--- RECORD EXCERPTS ---

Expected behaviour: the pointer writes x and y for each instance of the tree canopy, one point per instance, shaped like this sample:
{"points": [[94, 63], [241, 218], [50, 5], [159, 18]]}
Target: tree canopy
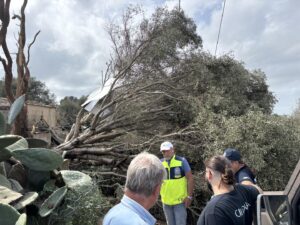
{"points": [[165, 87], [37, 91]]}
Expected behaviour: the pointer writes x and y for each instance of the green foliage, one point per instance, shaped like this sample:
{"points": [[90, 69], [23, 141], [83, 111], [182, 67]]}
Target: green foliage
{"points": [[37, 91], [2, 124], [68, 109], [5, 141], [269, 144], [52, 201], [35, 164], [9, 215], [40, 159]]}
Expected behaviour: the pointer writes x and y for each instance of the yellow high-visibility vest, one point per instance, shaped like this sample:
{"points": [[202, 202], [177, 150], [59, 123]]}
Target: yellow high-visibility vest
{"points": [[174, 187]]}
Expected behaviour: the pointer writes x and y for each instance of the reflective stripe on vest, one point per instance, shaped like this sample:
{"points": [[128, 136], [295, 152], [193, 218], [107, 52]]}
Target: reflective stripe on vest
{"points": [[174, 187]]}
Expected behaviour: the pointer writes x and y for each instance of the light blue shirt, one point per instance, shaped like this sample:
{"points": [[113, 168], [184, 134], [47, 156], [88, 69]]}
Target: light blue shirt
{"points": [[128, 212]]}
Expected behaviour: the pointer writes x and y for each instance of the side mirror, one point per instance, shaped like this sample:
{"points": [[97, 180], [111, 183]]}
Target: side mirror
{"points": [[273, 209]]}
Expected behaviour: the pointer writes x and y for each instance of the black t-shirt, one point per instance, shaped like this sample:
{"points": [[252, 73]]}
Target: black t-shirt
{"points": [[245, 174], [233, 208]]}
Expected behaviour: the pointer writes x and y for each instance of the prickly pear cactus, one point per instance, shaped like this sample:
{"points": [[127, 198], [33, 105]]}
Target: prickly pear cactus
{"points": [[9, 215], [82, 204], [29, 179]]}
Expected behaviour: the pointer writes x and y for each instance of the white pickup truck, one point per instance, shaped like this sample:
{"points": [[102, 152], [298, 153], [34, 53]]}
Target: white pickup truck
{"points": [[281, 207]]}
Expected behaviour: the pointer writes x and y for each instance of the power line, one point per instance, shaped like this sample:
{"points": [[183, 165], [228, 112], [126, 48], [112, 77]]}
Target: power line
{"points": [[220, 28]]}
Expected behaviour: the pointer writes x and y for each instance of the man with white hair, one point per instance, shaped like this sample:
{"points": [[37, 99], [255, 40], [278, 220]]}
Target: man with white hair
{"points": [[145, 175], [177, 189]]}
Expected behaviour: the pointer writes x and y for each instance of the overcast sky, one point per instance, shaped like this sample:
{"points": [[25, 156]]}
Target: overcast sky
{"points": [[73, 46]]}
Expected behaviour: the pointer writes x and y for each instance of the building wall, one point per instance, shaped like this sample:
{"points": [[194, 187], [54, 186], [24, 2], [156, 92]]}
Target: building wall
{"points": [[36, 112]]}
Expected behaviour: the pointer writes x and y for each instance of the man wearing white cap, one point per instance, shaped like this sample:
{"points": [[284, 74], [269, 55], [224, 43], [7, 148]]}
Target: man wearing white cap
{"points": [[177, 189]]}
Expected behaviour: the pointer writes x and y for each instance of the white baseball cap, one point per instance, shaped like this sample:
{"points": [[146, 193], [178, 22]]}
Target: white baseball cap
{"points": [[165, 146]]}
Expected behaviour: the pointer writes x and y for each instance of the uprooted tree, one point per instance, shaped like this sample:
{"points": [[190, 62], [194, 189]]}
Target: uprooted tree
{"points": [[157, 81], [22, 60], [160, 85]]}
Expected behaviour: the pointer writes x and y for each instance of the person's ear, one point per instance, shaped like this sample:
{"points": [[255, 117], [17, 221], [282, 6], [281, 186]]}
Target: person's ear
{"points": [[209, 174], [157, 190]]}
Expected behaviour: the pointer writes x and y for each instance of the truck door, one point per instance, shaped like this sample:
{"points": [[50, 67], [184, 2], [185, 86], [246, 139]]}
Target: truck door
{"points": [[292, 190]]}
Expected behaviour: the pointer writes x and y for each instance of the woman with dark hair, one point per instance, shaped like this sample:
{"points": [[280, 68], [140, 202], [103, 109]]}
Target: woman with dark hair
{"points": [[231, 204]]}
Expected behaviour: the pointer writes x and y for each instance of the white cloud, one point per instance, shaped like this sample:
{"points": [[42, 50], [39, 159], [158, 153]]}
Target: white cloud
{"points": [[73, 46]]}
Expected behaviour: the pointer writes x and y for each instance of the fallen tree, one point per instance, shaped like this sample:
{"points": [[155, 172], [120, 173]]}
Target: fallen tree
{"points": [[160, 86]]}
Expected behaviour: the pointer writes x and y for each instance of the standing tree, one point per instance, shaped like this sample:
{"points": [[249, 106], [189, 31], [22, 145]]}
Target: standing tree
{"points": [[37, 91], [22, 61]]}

---

_WHAT THE EXERCISE ASKS_: Reproduce every line above as written, skipping pictures.

_SOLUTION_:
Expected behaviour: the pointer writes x and y for each instance of the tree canopy, one point per instance, shaped like this sample:
{"points": [[94, 63], [241, 218], [50, 5], [159, 18]]}
Target: tree canopy
{"points": [[165, 87], [37, 91]]}
Expected behaviour: the pointer writes x and y for each instance of the green foliage, one point per instance, shaped like this sample:
{"points": [[90, 69], [23, 141], [83, 111], [182, 67]]}
Target: green foliage
{"points": [[37, 91], [2, 124], [68, 109], [5, 141], [269, 144], [52, 201], [35, 164], [9, 215], [40, 159]]}
Expected behaviour: the pointer writes x and y for each instance of the yellow high-visibility vest, one point per instance, shaped like this sample:
{"points": [[202, 202], [177, 150], [59, 123]]}
Target: yellow high-visibility vest
{"points": [[174, 187]]}
Expected behaviour: the pointer writes x and y for each instance of the reflective stripe on vest, one point per instance, shaped like this sample:
{"points": [[128, 136], [295, 152], [193, 218], [107, 52]]}
Target: reflective stripe on vest
{"points": [[174, 187]]}
Expected behaviour: the pointer writes x and y for each instance of the light blue shirt, one point per instance, shaped like this sample:
{"points": [[113, 168], [184, 134], [47, 156], [88, 69]]}
Target: light blue shirt
{"points": [[128, 212]]}
Expected behaviour: the pointer writes x and y for each instance of the side mirror, one point per instance, shaped like this sample:
{"points": [[97, 180], [111, 183]]}
Target: side mirror
{"points": [[273, 209]]}
Expected behaviour: the pointer writes x and y for each instance of the black t-shirt, one point per instance, shaped like this sample:
{"points": [[252, 73]]}
Target: black t-shirt
{"points": [[245, 174], [233, 208]]}
Expected behaviour: the pointer writes x and y for each instance of the prickly pear cactus, one point per instance, shaped like this sample:
{"points": [[127, 198], [33, 105]]}
Target: prickly pear cactus
{"points": [[9, 215], [82, 204], [29, 179]]}
Expected behaviour: the pointer writes x and y for each instance of the white pickup truck, one point per instance, shaped like this sample:
{"points": [[102, 152], [298, 153], [34, 53]]}
Target: white pickup truck
{"points": [[281, 207]]}
Expected behaviour: the pointer writes x and y for each instance of the power line, one point per instance, shaped like this sample:
{"points": [[183, 165], [228, 112], [126, 48], [112, 77]]}
Target: power line
{"points": [[220, 28]]}
Expected behaviour: the pointer writes x and y for each instance of the man with white hair, one point per instance, shaped like this sample:
{"points": [[37, 99], [255, 40], [278, 220]]}
Target: man with white hair
{"points": [[145, 175], [177, 189]]}
Expected behaviour: the pointer writes x and y for each instance of the overcast sky, one point per instance, shaped like this sample:
{"points": [[25, 156]]}
Target: overcast sky
{"points": [[73, 46]]}
Expected behaviour: the pointer writes x and y for each instance of the building wall, one point per instance, shaped like this sample:
{"points": [[194, 187], [54, 186], [24, 2], [156, 92]]}
Target: building wall
{"points": [[36, 112]]}
Expected behaviour: the pointer writes x and y for each instance of the man wearing white cap, one point per instance, shaped like this sample:
{"points": [[284, 74], [269, 55], [224, 43], [7, 148]]}
Target: man wearing white cap
{"points": [[177, 189]]}
Expected behaviour: the pointer writes x and y for each instance of the white baseball cap, one point per instance, shaped like this sample:
{"points": [[146, 193], [178, 22]]}
Target: white baseball cap
{"points": [[165, 146]]}
Expected behaviour: the pointer writes x and y for each instance of the uprooted tree, one point per instance, shaped like this sample:
{"points": [[190, 62], [194, 189]]}
Target: uprooted tree
{"points": [[157, 81], [22, 60], [160, 85]]}
Expected behaviour: the pointer writes x and y for each instance of the person's ear, one point per instance, shaped like this sample:
{"points": [[255, 117], [17, 221], [282, 6], [281, 186]]}
Target: person's ear
{"points": [[209, 174], [157, 190]]}
Expected behaviour: the pointer writes x and y for each instance of the truck door, one point per instance, shaped like this sample:
{"points": [[50, 67], [184, 2], [185, 86], [246, 139]]}
Target: truck door
{"points": [[292, 190]]}
Expected behaviour: the pointer writes x and y for each instance of the woman with dark hair, one point per instance, shaped like this sample:
{"points": [[280, 68], [140, 202], [103, 109]]}
Target: woman with dark hair
{"points": [[231, 204]]}
Expected behaviour: the pointer writes x and y for each instance of the white cloud, one point per instance, shaped like this sample:
{"points": [[42, 50], [39, 159], [158, 153]]}
Target: white cloud
{"points": [[73, 46]]}
Expected behaviour: the pointer writes x and y for each instance of the fallen tree, one point per instance, shaped like this sample:
{"points": [[155, 172], [120, 173]]}
Target: fallen tree
{"points": [[160, 86]]}
Expected behaviour: the pointer writes x and y for each instance of the standing tree, one point per instance, shaped like this sample:
{"points": [[249, 106], [189, 31], [22, 145]]}
Target: standing tree
{"points": [[37, 91], [22, 61]]}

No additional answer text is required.